**Your objective**
Write what comes next in the speedway history text below, starting right after its final sentence.

**Text excerpt**

Many invitationals ran during the 1990s, especially around the period of 1995 to 1997. Sonny Ferris hoped the larger payouts would draw in larger crowds and car counts. While car counts were larger because of the higher payouts during special events, fans seemed to get saturated by the sheer number of special events and as a result, regular nights saw decreasing numbers. As a result, large amounts of money were being offered, but little was returned for the track.

The 1990s saw drivers such as #15 Ron Westover, #18 Chris Shine, #16 Gavin Paull, #00 Steve Arpin, #18J Chad Jonson, #2X4 Ken Perry, #11 Anthony Visser and others started their racing careers during this time.

2000s

The success of the late 1990s began to return in the year 2000 since the reinstatement of the Borderland Racing Association. The beginning 2000 saw much of the success that had been taken  While low attendance from fans had traditionally occurred during the opening few races, 2000 saw more than average crowds. Although not highly noticeable, it seems that 2000 was a more successful year.

Invitationals were canceled for the 2001 season. This was mainly due to the fact that more money was being lost than earned, and the latest Modified Invitational that took place on June 30 and July 1 of 2000 saw only a few traveling cars, and less than satisfying fan counts. At the end of 2001, new clay was added in the corners of the Speedway.

**Provided data**
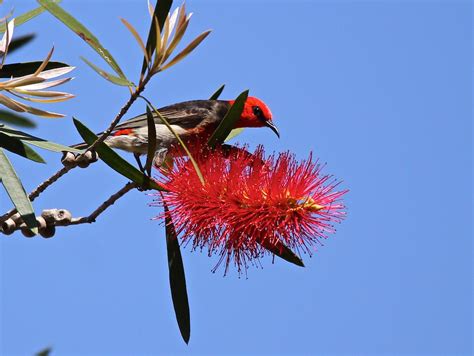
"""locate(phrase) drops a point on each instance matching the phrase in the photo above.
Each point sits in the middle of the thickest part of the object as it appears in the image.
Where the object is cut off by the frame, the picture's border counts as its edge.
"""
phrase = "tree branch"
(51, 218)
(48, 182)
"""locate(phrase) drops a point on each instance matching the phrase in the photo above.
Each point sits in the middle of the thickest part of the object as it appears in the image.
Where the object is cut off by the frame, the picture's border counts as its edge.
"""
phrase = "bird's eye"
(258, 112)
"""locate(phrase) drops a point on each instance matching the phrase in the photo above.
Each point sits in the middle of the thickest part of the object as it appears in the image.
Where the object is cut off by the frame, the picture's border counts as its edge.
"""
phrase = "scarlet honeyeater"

==

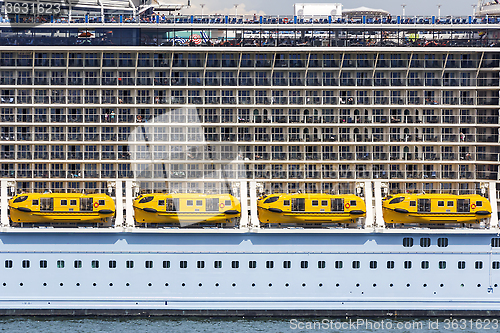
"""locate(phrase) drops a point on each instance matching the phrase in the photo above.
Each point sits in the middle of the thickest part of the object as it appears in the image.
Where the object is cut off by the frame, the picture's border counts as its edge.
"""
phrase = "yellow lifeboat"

---

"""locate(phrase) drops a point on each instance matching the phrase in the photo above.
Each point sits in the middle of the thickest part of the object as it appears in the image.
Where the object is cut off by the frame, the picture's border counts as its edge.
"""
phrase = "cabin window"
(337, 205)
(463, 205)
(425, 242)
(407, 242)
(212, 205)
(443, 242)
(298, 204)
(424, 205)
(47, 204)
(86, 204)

**Response to this exercise**
2001 saw the talented Steve Arpin dominant the WISSOTA Modified class. It was in this year where his talents became fully known to the community. During the summer, he won 13 of the 15 races that took place. It was his second championship title in 3 years. His career in the Modifieds took off soon after and in 2003, Steve raced a more limited schedule in Emo and raced abroad. His last visit to Emo was during the NOPA Super Truck Special which took place on June 18, 2005. Arpin has raced in ARCA, NASCAR Nationwide Series, and in the Camping World Truck Series.

2004 saw the introduction of a new class. Midwest Modifieds were created to make a cheaper alternative for open wheel racing such as the Modifieds. This allowed the older motors and chassis' that were used on Modifieds during the 1990s to be raced again. During the year, the Borderland Racing Association ran Street Stocks, Modifieds, Midwest Modifieds, and Mini-Sprints.

2004 also saw the placement of a new lighting system for the racetrack. A dozen or so Mercury-vapour lights replaced the older halogen lights which had been in place since the early-1980s. It also featured underground wiring that required less poles, which in turn, allowed an increase in fan view ability. A new pit canteen was also built in that year.

2005 was a down and up season. Firstly, the season got off to a rough start as the opener was canceled due to rain and the first two weeks of June were also rained out. The weekend of June 17 brought the first real sunshine and blue skies. The first invitational to be scheduled since 2000 took place on June 18. NOPA Super Trucks from Winnipeg, Manitoba visited Emo Speedway for the first time. Seven trucks made the long trip and a higher than usual turnout was seen in the grandstand. The rest of the season turnout very well in terms of weather, with the exception of Friday night of the Fall Fair, when two inches of rain two days before and rain all day race day made for a mess.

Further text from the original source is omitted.